> Exercises to complete
[1] In the Rex patterns text, which constructor function forms a literal pattern?
[2] Please list every operator that the Rex patterns text names for matching a pattern against an input string.
---- Text to read
The simplest type of pattern in Rex is a literal pattern, which is formed with the Lit constructor function; for example, Lit("bc") defines a literal pattern that matches the string "bc".

In addition, there are two different basic operators for matching a pattern against an input string. The ~~= operator is called the match operator, and returns true if and only if the pattern exactly matches the entire input string. The ~= operator is called the occurs operator, and returns true if and only if the pattern exactly matches some part of the input string.

For example, here are three matches that are all true; the part of the input string matched by the patterns is underlined.

val bc = Lit("bc")
bc ~~= "bc"
bc ~= "bc"
bc ~= "abcd"

The statement Lit("bc") !~~= "abcd" is also true; !~~= means "not ~~=", which is to say, "does not match the input string exactly". There is also !~= meaning, "the pattern does not occur in the input string."

There are much more sophisticated ways of matching against input strings, but the match and occurs operators, and their negations, give us convenient ways of showing how Rex patterns match against input strings.
--------
---- Collected data
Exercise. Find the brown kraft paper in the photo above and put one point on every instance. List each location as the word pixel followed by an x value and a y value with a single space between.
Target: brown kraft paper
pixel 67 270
--------
> Answer set
[1] The Lit constructor function.

[2]
~~= (the match operator)
~= (the occurs operator)
!~~= (not ~~=)
!~= (the pattern does not occur in the input string)